◆ Exercise goal:
In the data below, locate each line with the word "finger" and list it.

◆ Data to use:
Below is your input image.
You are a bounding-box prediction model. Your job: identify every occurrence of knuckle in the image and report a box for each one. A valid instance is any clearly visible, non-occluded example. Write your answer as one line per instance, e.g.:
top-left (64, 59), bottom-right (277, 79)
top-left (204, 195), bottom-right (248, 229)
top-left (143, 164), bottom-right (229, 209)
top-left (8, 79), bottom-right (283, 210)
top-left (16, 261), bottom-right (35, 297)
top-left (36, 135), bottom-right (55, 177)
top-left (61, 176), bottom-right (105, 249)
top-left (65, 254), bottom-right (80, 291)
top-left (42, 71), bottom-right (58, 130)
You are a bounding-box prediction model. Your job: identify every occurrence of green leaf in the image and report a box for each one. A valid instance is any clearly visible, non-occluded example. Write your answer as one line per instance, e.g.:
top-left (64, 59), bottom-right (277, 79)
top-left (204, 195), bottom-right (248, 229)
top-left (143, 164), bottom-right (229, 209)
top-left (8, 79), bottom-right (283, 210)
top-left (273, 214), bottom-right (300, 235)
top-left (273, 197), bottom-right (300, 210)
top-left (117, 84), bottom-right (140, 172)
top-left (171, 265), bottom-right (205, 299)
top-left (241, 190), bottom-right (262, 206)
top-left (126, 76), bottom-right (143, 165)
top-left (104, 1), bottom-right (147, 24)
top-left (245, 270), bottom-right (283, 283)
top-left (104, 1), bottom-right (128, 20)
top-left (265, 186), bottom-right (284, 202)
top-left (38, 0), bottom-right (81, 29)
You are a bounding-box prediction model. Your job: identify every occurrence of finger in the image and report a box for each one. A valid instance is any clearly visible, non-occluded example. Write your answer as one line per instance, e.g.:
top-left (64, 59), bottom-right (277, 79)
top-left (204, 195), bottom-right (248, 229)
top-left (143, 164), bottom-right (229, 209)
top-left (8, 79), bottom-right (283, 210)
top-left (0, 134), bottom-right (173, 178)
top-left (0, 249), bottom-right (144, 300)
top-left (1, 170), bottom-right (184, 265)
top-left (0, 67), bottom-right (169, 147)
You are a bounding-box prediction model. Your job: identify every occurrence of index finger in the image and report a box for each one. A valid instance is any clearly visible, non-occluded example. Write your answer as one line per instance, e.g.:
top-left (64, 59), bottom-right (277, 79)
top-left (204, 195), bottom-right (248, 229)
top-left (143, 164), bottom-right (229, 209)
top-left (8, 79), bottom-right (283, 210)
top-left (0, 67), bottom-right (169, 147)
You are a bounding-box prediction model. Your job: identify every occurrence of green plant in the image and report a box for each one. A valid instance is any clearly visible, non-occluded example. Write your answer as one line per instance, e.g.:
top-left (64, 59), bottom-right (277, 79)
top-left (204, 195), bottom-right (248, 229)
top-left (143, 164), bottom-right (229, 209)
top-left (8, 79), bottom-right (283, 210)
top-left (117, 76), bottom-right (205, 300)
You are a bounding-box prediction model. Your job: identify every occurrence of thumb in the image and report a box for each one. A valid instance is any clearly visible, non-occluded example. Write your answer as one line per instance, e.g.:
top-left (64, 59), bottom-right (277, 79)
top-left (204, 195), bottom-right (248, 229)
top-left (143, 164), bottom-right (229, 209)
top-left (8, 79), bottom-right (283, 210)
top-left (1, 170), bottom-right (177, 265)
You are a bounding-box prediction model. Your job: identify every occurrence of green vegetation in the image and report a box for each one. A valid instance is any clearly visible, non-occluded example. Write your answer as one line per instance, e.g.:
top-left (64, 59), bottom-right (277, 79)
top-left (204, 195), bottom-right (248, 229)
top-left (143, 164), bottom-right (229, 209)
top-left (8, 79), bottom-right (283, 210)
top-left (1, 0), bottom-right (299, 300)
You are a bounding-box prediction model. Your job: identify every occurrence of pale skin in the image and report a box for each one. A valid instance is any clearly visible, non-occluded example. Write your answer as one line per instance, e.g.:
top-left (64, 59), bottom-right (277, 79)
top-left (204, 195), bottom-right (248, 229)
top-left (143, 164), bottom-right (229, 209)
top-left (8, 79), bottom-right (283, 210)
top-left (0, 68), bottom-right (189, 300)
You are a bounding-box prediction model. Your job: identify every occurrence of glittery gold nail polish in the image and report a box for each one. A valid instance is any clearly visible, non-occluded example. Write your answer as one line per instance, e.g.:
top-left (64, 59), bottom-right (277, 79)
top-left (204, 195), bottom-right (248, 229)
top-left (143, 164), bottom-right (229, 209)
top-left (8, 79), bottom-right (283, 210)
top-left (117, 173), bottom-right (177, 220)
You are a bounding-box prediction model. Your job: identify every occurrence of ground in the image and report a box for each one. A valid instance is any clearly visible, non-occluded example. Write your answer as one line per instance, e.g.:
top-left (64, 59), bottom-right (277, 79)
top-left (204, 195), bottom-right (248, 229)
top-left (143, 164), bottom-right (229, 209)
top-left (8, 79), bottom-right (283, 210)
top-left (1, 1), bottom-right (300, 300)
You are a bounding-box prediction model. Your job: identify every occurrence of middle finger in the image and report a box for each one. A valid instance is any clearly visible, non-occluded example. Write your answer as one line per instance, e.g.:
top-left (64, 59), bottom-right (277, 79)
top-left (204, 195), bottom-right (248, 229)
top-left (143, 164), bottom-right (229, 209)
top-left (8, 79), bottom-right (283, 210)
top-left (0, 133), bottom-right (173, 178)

* * *

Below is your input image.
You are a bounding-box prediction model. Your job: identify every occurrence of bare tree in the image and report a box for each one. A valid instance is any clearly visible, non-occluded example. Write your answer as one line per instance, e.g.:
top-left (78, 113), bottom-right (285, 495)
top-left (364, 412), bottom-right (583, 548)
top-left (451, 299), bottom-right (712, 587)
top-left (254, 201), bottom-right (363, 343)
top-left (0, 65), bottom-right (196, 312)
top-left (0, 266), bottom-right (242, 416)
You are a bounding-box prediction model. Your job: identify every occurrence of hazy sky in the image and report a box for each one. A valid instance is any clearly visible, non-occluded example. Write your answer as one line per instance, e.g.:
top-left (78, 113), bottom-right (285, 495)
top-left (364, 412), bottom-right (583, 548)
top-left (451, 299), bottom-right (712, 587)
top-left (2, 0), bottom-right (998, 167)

◆ Response area:
You are a bounding-box prediction model. Your job: identify every occurrence of finger in the image and report a box for each one. A valid instance is any clearly visible, non-occluded example. Write your answer as one line per instance, e.g.:
You are a bounding-box prediction model. Your job: identify every occurrence of index finger in the image and report a box for each one. A valid instance is any clearly visible, non-occluded example. Write your answer as one line per instance, e.g.:
You are a bounding-box prediction model. Your job: identify every occurrence of middle finger in the image and report a box for each one. A valid instance is any clearly visible, non-occluded example. Write your answer as one line per instance, e.g.:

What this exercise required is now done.